● **Data section**:
--------
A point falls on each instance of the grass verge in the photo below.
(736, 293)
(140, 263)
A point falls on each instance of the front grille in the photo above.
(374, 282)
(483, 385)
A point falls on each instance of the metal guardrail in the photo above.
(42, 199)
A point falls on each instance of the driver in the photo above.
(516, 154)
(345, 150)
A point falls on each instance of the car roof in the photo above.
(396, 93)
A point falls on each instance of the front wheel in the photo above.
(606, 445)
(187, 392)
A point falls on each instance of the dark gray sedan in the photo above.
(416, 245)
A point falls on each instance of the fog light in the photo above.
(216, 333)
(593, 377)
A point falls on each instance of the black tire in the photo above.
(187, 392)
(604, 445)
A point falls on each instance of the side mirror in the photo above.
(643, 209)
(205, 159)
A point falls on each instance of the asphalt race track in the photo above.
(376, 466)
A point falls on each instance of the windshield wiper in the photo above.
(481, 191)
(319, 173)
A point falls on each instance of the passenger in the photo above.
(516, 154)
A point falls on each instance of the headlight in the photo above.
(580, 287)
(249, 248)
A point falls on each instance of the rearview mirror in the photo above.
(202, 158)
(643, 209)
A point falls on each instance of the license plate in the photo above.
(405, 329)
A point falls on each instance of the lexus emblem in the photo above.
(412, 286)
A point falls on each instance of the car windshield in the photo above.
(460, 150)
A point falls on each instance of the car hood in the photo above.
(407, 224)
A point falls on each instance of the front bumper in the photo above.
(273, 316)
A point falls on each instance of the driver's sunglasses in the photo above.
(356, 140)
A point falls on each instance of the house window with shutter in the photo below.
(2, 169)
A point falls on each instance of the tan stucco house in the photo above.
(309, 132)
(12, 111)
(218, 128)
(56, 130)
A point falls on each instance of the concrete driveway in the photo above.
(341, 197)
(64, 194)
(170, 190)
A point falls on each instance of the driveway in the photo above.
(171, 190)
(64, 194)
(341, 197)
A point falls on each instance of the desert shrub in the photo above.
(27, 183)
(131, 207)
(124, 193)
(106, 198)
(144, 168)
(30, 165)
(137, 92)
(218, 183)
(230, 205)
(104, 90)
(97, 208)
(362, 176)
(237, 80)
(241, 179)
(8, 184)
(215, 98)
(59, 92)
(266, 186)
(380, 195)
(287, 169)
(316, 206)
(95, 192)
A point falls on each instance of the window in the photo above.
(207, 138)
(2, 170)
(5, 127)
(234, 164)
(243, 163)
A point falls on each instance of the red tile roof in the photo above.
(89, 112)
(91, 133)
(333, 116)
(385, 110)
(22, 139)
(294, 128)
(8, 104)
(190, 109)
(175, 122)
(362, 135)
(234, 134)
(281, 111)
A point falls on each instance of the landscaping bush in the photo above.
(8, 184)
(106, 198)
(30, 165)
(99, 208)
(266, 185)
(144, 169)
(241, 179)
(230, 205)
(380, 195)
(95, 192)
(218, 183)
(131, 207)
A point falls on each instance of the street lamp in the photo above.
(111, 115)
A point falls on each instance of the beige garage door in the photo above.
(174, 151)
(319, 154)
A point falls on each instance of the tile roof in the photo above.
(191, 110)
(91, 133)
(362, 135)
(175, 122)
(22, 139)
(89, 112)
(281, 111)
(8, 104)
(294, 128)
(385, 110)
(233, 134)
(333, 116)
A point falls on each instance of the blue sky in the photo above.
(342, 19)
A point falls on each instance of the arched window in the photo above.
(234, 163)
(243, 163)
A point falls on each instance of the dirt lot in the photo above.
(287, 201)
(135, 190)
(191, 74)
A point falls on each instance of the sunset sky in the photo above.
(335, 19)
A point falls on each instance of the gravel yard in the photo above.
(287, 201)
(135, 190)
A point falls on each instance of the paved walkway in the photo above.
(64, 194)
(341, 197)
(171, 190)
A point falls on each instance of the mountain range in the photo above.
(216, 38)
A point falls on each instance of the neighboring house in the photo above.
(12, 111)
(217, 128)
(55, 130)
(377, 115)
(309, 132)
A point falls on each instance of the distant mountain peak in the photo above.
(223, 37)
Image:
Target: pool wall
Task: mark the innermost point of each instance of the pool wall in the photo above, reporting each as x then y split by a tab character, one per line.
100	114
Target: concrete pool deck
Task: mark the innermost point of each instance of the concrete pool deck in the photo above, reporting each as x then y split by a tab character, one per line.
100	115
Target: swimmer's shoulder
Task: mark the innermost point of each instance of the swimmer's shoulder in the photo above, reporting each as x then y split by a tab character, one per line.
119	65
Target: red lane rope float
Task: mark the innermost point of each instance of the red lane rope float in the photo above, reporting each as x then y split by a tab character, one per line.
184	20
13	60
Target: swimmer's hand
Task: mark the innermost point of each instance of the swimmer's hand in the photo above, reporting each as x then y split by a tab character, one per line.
--------
● **Work to complete**:
Return the whole listing exactly.

● **Solution to the problem**:
A point falls on each instance of the grass verge in the photo below.
(736, 293)
(140, 263)
A point falls on each instance of the front grille in the photo above.
(374, 282)
(483, 385)
A point falls on each instance of the metal guardrail in the photo above.
(42, 199)
A point falls on each instance of the driver in the photo above.
(516, 154)
(345, 150)
A point falls on each instance of the car roof in the photo above.
(396, 93)
A point falls on each instance of the front wheel in the photo above.
(606, 445)
(187, 392)
A point falls on each instance of the dark gray sedan in the photo above.
(416, 245)
A point falls on each instance of the fog light in the photo above.
(216, 333)
(593, 377)
A point falls on each instance of the black tire in the photo above.
(187, 392)
(604, 445)
A point falls on each instance of the side mirror in the photo above.
(643, 209)
(205, 159)
A point falls on each instance of the asphalt race track in the photo above.
(376, 466)
A point falls on each instance of the windshield wiper in the photo above.
(481, 191)
(319, 173)
A point falls on each instance of the passenger in the photo above.
(516, 154)
A point falls on each instance of the headlight in the photo above.
(580, 287)
(249, 248)
A point falls on each instance of the rearview mirror in the photo above.
(202, 158)
(643, 209)
A point falls on each instance of the license plate in the photo above.
(405, 329)
A point falls on each instance of the lexus emblem in the photo above.
(412, 286)
A point falls on each instance of the car windshield in the photo above.
(460, 150)
A point falls on each instance of the car hood in the photo above.
(407, 224)
A point falls on each instance of the front bumper in the photo above.
(273, 316)
A point falls on each instance of the driver's sunglasses in the photo above.
(356, 140)
A point falls on each instance of the house window with shutter in the photo below.
(2, 169)
A point falls on each instance of the tan stucco house in the photo above.
(309, 132)
(12, 111)
(218, 128)
(56, 130)
A point falls on each instance of the concrete driveway in the photo above.
(341, 197)
(64, 194)
(170, 190)
A point falls on each instance of the driveway in the photo above.
(171, 190)
(64, 194)
(341, 197)
A point falls on each instance of the desert shrub in the photo above.
(27, 183)
(131, 207)
(124, 193)
(106, 198)
(144, 168)
(30, 165)
(137, 92)
(218, 183)
(230, 205)
(104, 90)
(97, 208)
(362, 176)
(237, 80)
(241, 179)
(8, 184)
(215, 98)
(59, 92)
(266, 186)
(380, 195)
(287, 169)
(316, 206)
(95, 192)
A point falls on each instance of the window in the photo above.
(207, 138)
(2, 170)
(5, 127)
(234, 164)
(243, 163)
A point falls on each instance of the red tile roof in the photo above.
(89, 112)
(91, 133)
(333, 116)
(385, 110)
(22, 139)
(294, 128)
(8, 104)
(190, 109)
(175, 122)
(362, 135)
(234, 134)
(281, 111)
A point falls on each instance of the landscaping bush in the photo above.
(8, 184)
(106, 198)
(30, 165)
(99, 208)
(266, 185)
(144, 169)
(241, 179)
(230, 205)
(380, 195)
(95, 192)
(218, 183)
(131, 207)
A point falls on each instance of the street lamp in the photo above.
(111, 115)
A point falls on each instance of the beige garage door in the photo above.
(174, 151)
(319, 154)
A point falls on each instance of the tile roof in the photo above.
(191, 110)
(91, 133)
(362, 135)
(175, 122)
(22, 139)
(89, 112)
(281, 111)
(8, 104)
(294, 128)
(385, 110)
(233, 134)
(333, 116)
A point falls on each instance of the blue sky in the photo above.
(342, 19)
A point falls on each instance of the arched window in the photo above.
(234, 163)
(243, 163)
A point falls on each instance of the dirt lot in the photo above.
(287, 201)
(135, 190)
(191, 74)
A point falls on each instance of the sunset sky in the photo above.
(335, 19)
A point falls on each instance of the gravel yard in the photo above.
(287, 201)
(135, 190)
A point falls on each instance of the paved walkway in the photo above.
(64, 194)
(341, 197)
(171, 190)
A point falls on each instance of the mountain range in the photo above.
(216, 38)
A point falls on each instance of the neighboring house in the photo above.
(12, 111)
(217, 128)
(55, 130)
(377, 115)
(309, 132)
A point falls on each instance of the distant mountain peak in the photo above.
(223, 37)
Image:
Target: pool wall
Task: mark the innermost point of each instance of the pool wall in the photo above, reporting each as x then y split by a tab character, one per line.
100	114
Target: concrete pool deck
Task: mark the innermost point of each instance of the concrete pool deck in the photo above, reporting each as x then y split by a tab character, one per line.
100	115
Target: swimmer's shoulder
Task: mark the innermost point of each instance of the swimmer's shoulder in the photo above, reporting each as x then y split by a tab character, one per line.
119	65
Target: red lane rope float
Task: mark the innermost point of each instance of the red lane rope float in the photo above, reporting each as x then y split by a tab character, one per line.
184	20
13	60
Target: swimmer's hand
Task: mark the innermost point of each instance of the swimmer's hand in the photo above, reporting each as x then y split by a tab character, one per line.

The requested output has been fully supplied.